GESPEICHERTE DATEN:
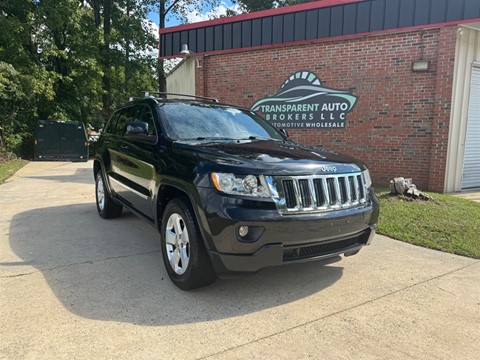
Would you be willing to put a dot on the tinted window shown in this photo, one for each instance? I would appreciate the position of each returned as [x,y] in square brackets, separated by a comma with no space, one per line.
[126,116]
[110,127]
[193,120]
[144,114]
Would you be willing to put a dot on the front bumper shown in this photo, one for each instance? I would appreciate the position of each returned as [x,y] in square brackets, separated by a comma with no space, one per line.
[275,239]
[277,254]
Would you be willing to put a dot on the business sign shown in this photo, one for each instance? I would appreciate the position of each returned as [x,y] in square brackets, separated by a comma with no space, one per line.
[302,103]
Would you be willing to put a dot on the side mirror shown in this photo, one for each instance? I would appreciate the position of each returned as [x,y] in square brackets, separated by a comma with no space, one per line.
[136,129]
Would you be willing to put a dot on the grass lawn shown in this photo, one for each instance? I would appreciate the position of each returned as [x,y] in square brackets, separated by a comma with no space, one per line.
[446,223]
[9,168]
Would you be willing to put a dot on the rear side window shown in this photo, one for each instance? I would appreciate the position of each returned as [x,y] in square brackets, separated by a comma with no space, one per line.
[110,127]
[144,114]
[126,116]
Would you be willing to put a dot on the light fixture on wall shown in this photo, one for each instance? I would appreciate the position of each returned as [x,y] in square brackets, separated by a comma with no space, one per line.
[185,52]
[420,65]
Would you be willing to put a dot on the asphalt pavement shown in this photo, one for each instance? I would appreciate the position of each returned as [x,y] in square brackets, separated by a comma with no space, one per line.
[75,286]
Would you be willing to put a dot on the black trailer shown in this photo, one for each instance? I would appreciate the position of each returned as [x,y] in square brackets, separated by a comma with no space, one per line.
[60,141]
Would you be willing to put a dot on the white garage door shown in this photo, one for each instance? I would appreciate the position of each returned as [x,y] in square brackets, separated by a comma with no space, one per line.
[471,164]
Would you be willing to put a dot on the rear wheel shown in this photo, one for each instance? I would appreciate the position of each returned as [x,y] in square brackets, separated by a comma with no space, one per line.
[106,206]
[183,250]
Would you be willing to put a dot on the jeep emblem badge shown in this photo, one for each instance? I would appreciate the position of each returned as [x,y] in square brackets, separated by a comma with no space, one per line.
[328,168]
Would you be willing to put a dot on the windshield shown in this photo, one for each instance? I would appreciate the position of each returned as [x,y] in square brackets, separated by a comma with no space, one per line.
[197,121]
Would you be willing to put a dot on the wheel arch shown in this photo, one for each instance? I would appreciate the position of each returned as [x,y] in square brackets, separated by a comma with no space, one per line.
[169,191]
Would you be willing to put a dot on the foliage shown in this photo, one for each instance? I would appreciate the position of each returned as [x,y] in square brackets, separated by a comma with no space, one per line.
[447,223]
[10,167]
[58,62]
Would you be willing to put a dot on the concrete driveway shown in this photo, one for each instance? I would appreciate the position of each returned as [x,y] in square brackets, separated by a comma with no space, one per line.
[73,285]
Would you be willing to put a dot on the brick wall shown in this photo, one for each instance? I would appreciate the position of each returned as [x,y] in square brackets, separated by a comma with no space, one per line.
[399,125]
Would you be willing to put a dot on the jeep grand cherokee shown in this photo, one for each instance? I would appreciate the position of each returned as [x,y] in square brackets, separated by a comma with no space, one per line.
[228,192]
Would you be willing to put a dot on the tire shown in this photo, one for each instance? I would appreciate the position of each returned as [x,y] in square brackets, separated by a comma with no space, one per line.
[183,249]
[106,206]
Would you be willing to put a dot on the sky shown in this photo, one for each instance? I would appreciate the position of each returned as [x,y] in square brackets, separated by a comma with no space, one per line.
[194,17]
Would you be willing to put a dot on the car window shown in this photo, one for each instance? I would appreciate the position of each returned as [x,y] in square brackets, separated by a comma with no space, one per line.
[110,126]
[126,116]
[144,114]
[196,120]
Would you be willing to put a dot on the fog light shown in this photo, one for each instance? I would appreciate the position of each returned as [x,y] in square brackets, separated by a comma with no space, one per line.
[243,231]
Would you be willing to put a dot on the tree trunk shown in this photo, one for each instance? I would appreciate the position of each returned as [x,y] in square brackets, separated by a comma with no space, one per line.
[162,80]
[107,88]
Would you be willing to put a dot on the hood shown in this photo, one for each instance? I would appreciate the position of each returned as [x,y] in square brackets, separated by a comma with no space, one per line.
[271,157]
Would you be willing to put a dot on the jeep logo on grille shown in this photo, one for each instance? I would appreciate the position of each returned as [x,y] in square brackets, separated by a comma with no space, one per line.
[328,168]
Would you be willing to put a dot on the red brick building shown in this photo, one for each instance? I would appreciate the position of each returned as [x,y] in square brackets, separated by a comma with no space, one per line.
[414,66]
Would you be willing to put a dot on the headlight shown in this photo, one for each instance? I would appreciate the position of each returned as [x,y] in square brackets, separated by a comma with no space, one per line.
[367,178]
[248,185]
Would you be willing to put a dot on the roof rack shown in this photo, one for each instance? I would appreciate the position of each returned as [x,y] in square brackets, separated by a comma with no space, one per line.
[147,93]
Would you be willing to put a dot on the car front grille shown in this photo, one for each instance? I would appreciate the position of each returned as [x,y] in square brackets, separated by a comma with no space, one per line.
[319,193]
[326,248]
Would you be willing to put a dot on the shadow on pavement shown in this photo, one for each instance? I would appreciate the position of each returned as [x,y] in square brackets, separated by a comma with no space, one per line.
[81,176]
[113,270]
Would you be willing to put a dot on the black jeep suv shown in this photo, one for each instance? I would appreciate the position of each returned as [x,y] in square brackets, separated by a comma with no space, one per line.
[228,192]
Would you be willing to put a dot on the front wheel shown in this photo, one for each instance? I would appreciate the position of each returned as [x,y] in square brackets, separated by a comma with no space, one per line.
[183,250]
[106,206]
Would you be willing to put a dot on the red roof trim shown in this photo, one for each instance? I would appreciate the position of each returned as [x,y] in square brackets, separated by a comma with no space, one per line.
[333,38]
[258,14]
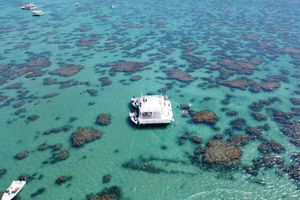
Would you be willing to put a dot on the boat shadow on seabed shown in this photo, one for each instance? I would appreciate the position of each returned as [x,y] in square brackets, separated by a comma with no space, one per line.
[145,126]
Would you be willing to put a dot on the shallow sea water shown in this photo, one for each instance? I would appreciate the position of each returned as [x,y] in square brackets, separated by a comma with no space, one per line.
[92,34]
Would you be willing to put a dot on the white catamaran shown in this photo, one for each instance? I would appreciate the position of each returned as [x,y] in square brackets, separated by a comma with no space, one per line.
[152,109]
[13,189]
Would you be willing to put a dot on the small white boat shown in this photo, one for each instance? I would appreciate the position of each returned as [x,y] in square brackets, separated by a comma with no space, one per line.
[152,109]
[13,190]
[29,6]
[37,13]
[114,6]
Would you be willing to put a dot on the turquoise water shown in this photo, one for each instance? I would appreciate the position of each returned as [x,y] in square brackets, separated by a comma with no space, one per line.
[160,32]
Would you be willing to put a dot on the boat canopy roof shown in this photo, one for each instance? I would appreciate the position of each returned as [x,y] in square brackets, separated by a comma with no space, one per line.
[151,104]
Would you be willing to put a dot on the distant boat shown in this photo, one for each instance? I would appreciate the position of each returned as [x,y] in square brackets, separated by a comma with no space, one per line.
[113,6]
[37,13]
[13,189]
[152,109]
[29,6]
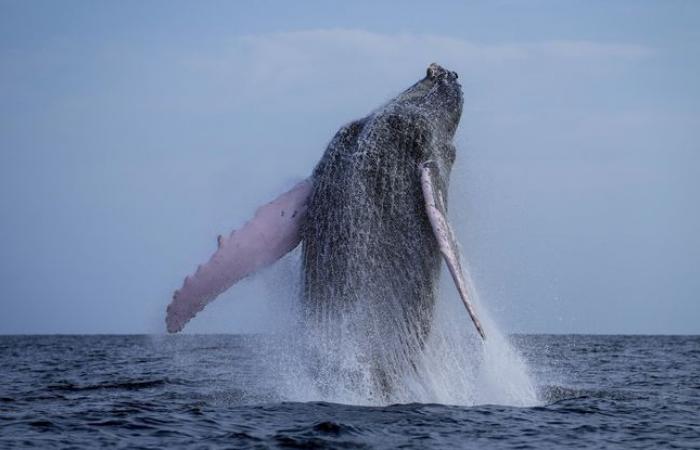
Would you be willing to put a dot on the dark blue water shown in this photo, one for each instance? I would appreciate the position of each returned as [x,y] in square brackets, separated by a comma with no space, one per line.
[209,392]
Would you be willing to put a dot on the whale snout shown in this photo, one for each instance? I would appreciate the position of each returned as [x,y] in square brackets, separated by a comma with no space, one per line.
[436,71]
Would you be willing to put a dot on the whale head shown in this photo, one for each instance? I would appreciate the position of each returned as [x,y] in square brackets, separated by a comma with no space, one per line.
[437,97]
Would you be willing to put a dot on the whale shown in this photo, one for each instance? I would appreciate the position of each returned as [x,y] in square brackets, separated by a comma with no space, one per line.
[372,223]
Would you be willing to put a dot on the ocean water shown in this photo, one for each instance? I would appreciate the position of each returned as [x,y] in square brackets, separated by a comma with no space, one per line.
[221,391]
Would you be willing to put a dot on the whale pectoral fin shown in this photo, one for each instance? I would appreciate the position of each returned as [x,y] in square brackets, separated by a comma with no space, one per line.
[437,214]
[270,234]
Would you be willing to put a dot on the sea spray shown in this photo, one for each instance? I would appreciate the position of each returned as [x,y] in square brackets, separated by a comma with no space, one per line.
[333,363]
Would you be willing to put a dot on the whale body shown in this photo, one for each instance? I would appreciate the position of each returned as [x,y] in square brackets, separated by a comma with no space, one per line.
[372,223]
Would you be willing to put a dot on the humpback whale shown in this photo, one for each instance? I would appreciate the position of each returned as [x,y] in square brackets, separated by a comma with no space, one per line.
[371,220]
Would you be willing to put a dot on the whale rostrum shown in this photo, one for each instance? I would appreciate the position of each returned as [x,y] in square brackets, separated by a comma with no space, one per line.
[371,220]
--
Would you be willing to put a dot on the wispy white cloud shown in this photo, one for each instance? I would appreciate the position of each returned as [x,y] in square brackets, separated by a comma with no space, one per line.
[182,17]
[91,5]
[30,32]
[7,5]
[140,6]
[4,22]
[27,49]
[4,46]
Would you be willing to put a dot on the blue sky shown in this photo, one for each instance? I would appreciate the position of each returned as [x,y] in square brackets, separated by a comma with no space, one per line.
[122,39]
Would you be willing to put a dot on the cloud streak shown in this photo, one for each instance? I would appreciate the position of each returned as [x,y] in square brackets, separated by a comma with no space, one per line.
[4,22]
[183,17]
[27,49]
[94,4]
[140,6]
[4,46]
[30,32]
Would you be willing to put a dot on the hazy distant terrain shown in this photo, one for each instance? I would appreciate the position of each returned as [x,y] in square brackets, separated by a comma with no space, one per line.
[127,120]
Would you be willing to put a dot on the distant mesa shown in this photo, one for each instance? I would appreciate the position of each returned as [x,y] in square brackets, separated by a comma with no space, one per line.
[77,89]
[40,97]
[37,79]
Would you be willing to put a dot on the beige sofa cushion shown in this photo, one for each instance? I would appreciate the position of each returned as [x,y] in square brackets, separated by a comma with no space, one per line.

AUFGABE:
Such aus den Einträgen oben jede Zeile heraus, in der das Wort „side“ vorkommt, und schreib diese Zeilen unverändert ab.

VOLLSTÄNDIGE ANTWORT:
Would you be willing to put a dot on the side mirror shown in this photo, one for each instance? I would appreciate the position of each returned as [x,y] in square brackets, separated by a comma with no space, one per line.
Would you be willing to put a dot on the rear side window shown in this photo, one for each instance? I would appreciate the position of each returned as [x,y] in square brackets, separated by a comma with no space, one per line.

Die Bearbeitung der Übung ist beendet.